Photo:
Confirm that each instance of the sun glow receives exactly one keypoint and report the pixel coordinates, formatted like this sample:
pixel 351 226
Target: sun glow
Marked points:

────

**EXERCISE**
Could you replace "sun glow" with "lens flare" wherever it occurs in the items and give them again, with everything else left unchanged?

**OUTPUT**
Photo:
Confirm that each instance of the lens flare receives exactly one keypoint and report the pixel coordinates, formatted like this sample:
pixel 351 226
Target: lens flare
Marked points:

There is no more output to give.